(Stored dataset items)

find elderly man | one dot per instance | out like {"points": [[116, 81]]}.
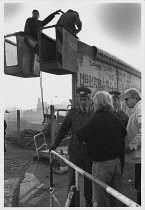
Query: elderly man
{"points": [[75, 119], [133, 141], [71, 20]]}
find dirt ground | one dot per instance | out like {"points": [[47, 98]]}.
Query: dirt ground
{"points": [[61, 181]]}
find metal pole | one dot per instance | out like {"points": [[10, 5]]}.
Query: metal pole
{"points": [[77, 191], [51, 180], [108, 189], [18, 126], [52, 124]]}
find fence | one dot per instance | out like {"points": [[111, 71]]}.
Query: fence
{"points": [[75, 189]]}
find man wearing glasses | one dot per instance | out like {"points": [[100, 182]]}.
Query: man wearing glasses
{"points": [[133, 140]]}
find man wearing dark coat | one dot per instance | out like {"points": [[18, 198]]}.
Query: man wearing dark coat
{"points": [[32, 23], [75, 119]]}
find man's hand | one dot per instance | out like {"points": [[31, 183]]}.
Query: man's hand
{"points": [[127, 150], [53, 147]]}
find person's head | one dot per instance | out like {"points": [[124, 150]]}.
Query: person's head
{"points": [[131, 97], [35, 14], [116, 99], [84, 99], [103, 102]]}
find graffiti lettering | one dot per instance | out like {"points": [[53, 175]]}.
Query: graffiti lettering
{"points": [[95, 64]]}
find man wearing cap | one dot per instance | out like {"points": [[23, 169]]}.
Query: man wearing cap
{"points": [[123, 118], [75, 119], [32, 23], [71, 20]]}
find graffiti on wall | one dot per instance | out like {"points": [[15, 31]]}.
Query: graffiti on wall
{"points": [[98, 76]]}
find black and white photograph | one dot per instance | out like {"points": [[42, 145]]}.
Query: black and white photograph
{"points": [[72, 87]]}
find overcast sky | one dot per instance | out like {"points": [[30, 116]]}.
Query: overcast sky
{"points": [[114, 27]]}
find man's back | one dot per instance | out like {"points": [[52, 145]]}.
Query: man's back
{"points": [[70, 20]]}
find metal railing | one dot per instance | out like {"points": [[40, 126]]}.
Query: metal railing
{"points": [[128, 202]]}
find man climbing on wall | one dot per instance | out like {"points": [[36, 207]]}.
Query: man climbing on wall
{"points": [[71, 20], [32, 23]]}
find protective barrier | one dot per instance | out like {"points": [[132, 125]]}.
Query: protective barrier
{"points": [[128, 202]]}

■ **What you are asked to do**:
Please, without any pictures, retype the records exactly as they appear.

■ **Response to this task**:
find elderly man | one dot per instance | out like {"points": [[116, 81]]}.
Query: elderly man
{"points": [[75, 119], [133, 141], [71, 20]]}
find dirt ground | one dot per instance | out like {"points": [[47, 98]]}.
Query: dirt ground
{"points": [[61, 181]]}
find metal pole | one dot per instance | out like {"points": [[10, 5]]}.
Query: metal pole
{"points": [[77, 191], [51, 180], [108, 189], [18, 126], [52, 124]]}
find fence | one dot per instance | out like {"points": [[111, 71]]}.
Query: fence
{"points": [[75, 189]]}
find man wearing glasses | one dot per instance | out like {"points": [[100, 182]]}.
Query: man wearing glasses
{"points": [[133, 140]]}
find man wearing dark coat | one dot per instance | out like {"points": [[18, 198]]}.
Query: man wearing dark coat
{"points": [[32, 23], [75, 119]]}
find man's hand | one dot per instance | out like {"points": [[31, 183]]}.
Query: man's hand
{"points": [[127, 150], [53, 147]]}
find person's head | one dot per instance | out like {"points": [[124, 150]]}.
Query: person's head
{"points": [[131, 97], [35, 14], [116, 99], [84, 99], [103, 102]]}
find graffiti lettering | one dot per instance | out like {"points": [[53, 175]]}.
Query: graffiti lettering
{"points": [[95, 64]]}
find man wearing cap | one dot per instance | out like {"points": [[23, 169]]}.
Query: man wearing cap
{"points": [[123, 118], [75, 119], [32, 23], [71, 20]]}
find graffiti on wall | one dot per instance | out like {"points": [[15, 31]]}.
Query: graffiti on wall
{"points": [[98, 76]]}
find black and white photograph | one dot per instance | out like {"points": [[42, 145]]}.
Query: black and white photograph
{"points": [[72, 87]]}
find overcast sky | one dot per instance | out like {"points": [[30, 116]]}.
Query: overcast sky
{"points": [[114, 27]]}
find man's back | one dot per instance | out like {"points": [[52, 145]]}.
Query: man's back
{"points": [[70, 20]]}
find metal railing | one dot per instance | out like {"points": [[40, 126]]}.
Query: metal railing
{"points": [[128, 202]]}
find man climbing on wall | one dot per instance | out like {"points": [[36, 207]]}.
Query: man climbing on wall
{"points": [[71, 20], [32, 23]]}
find protective barrier | one dot per instance | out like {"points": [[132, 125]]}.
Query: protective barrier
{"points": [[128, 202]]}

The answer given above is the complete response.